(Items from a point labeling set)
———

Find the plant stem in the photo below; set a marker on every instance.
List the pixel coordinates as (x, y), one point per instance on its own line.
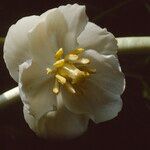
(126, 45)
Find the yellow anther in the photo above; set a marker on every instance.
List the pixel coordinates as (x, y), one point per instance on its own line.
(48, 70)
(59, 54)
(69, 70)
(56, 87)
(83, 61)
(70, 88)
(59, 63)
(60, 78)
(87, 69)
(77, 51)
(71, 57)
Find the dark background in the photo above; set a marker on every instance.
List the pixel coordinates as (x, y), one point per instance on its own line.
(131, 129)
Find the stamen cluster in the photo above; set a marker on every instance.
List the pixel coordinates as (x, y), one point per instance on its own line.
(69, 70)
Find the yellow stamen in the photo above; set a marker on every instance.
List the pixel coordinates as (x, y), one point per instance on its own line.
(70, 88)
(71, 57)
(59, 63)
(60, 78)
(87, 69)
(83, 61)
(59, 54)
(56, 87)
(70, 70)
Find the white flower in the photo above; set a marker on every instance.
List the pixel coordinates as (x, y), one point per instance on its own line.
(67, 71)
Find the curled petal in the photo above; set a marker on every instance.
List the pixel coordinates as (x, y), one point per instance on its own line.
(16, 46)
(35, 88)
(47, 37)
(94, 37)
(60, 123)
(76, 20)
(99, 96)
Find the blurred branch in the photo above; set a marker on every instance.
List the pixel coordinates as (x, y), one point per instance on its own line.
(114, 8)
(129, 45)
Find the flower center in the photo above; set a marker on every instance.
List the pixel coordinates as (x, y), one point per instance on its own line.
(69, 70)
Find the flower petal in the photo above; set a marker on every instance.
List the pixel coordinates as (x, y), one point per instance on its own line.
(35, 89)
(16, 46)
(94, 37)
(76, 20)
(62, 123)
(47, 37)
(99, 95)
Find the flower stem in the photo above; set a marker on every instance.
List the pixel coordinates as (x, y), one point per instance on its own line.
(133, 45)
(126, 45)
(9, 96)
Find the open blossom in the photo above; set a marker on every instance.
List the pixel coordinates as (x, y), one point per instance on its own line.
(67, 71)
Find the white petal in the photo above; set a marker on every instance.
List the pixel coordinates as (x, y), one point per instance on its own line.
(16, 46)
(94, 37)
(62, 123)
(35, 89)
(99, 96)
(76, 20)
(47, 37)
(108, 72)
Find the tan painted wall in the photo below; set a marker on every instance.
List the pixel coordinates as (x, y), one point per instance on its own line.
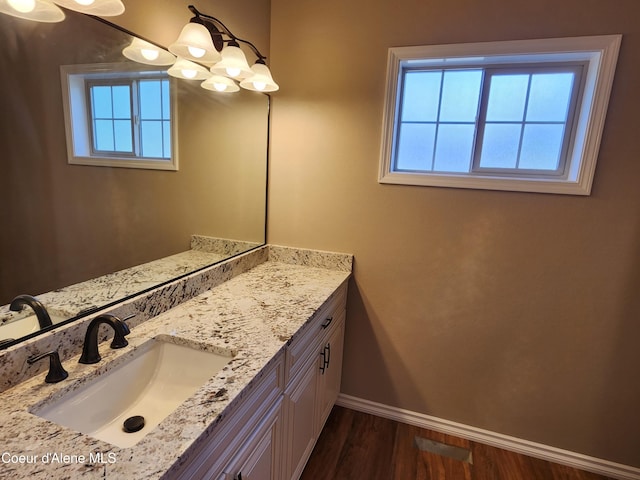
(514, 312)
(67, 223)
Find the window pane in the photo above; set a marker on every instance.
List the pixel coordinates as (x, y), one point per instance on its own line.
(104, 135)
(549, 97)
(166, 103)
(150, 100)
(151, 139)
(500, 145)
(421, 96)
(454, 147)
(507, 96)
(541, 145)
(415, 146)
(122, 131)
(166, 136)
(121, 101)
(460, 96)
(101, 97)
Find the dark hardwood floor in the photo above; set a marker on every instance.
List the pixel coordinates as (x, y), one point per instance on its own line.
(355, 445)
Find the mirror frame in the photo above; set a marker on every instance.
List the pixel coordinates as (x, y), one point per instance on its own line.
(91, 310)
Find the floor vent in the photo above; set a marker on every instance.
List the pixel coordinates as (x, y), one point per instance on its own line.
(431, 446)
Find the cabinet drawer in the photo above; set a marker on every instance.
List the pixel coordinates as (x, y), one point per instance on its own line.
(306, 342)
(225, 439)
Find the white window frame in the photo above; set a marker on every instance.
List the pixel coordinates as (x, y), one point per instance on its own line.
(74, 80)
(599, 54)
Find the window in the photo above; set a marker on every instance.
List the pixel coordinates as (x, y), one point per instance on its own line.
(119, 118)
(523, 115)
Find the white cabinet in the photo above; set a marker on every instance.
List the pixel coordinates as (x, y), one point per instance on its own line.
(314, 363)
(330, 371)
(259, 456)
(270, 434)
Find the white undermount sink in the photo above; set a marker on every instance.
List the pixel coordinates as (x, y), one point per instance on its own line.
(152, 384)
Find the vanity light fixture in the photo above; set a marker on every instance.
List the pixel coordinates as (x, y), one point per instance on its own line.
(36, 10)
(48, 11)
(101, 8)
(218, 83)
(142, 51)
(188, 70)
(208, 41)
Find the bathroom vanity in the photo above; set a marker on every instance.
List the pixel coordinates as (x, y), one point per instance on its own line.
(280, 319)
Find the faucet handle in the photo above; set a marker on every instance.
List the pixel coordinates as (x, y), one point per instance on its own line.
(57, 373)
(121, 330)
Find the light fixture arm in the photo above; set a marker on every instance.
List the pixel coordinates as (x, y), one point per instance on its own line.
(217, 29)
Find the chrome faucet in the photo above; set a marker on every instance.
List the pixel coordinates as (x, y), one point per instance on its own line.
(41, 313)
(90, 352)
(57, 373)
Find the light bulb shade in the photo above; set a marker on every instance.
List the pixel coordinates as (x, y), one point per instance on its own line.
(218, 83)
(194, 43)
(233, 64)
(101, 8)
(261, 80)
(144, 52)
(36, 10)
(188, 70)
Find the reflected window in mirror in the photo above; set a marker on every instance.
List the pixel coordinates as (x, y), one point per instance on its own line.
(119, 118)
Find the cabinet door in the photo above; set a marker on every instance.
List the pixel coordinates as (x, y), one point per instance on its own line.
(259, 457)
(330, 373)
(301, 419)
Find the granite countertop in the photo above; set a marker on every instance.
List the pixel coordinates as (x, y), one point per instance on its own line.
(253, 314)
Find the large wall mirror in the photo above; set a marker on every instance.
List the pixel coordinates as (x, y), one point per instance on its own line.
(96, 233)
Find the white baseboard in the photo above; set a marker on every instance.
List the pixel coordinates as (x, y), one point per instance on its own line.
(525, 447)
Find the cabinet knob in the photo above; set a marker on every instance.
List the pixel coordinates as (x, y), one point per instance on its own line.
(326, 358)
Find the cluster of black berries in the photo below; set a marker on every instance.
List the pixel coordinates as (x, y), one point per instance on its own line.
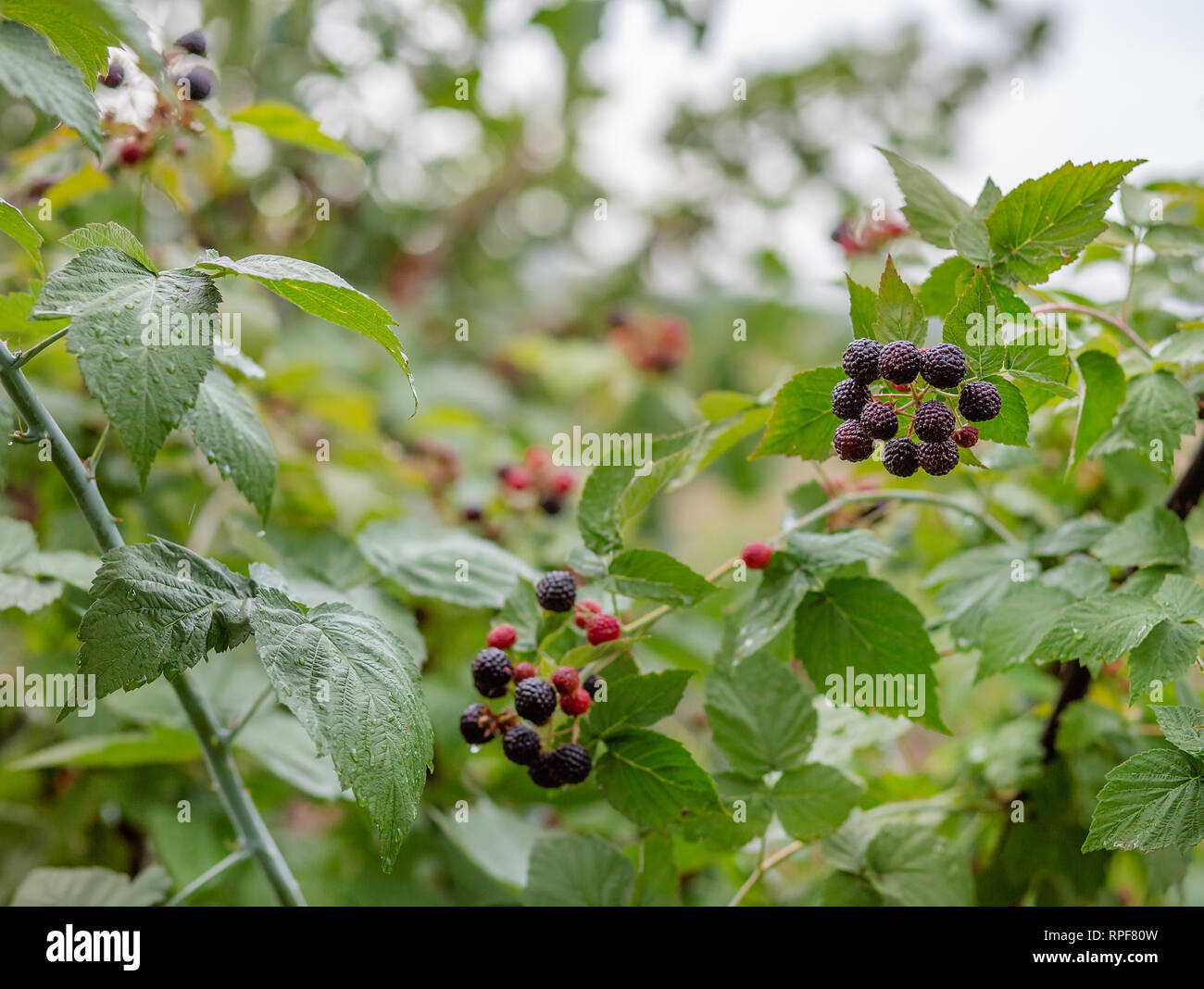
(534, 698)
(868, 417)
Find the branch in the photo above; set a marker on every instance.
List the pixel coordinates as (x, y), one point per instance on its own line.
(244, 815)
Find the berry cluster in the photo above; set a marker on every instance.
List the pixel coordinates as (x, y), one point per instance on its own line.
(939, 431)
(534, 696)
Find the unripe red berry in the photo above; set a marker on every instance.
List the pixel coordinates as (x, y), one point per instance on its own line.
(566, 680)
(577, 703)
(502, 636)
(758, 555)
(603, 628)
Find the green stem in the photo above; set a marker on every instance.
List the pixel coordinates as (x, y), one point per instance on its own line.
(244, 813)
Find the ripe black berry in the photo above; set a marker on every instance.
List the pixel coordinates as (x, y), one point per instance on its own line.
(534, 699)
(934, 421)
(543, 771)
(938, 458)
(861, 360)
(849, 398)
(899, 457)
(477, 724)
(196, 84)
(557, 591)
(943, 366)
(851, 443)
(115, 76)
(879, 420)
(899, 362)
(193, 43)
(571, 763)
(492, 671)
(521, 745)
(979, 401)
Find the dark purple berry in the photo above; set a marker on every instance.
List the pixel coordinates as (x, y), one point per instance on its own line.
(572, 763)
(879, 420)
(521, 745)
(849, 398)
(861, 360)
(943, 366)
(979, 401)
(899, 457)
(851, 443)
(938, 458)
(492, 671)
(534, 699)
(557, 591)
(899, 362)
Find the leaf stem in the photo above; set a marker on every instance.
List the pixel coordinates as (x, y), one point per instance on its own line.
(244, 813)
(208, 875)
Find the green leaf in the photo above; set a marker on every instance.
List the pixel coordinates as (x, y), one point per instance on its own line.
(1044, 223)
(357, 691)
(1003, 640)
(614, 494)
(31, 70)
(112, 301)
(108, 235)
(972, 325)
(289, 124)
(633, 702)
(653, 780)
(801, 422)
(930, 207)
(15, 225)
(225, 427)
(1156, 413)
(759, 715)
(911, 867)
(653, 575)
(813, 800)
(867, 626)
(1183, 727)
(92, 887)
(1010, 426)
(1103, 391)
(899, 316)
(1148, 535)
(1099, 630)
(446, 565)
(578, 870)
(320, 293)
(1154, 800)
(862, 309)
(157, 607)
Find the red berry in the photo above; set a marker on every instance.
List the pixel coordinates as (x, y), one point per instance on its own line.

———

* _Work to complete_: Rewrite the part of the items that opens with the line containing "Find the leaf" and runs through the end of the items, changing "red berry" to "ripe berry" and leaving everything else as it is.

* _Result_:
Find the leaf stem in the photo above; set a marker on every instance.
List the pixel coordinates as (x, y), one point per instance on its own line.
(244, 813)
(208, 875)
Find the green leaf in the photo above; set a marker on every instance.
List the pixel coordinates as (x, y), one point per instance on its own line.
(1044, 223)
(357, 691)
(1003, 640)
(614, 494)
(31, 70)
(112, 301)
(108, 235)
(972, 325)
(289, 124)
(633, 702)
(653, 780)
(801, 422)
(930, 207)
(15, 225)
(225, 427)
(1156, 413)
(759, 715)
(911, 867)
(653, 575)
(813, 800)
(867, 626)
(1183, 727)
(92, 887)
(1010, 426)
(1103, 391)
(899, 316)
(1148, 535)
(1099, 630)
(446, 565)
(578, 870)
(320, 293)
(1154, 800)
(862, 309)
(157, 607)
Find the ripe berry in the photo above; set a marker on every instance.
List the pixel coordinates as (x, y), one point per instance on its own line.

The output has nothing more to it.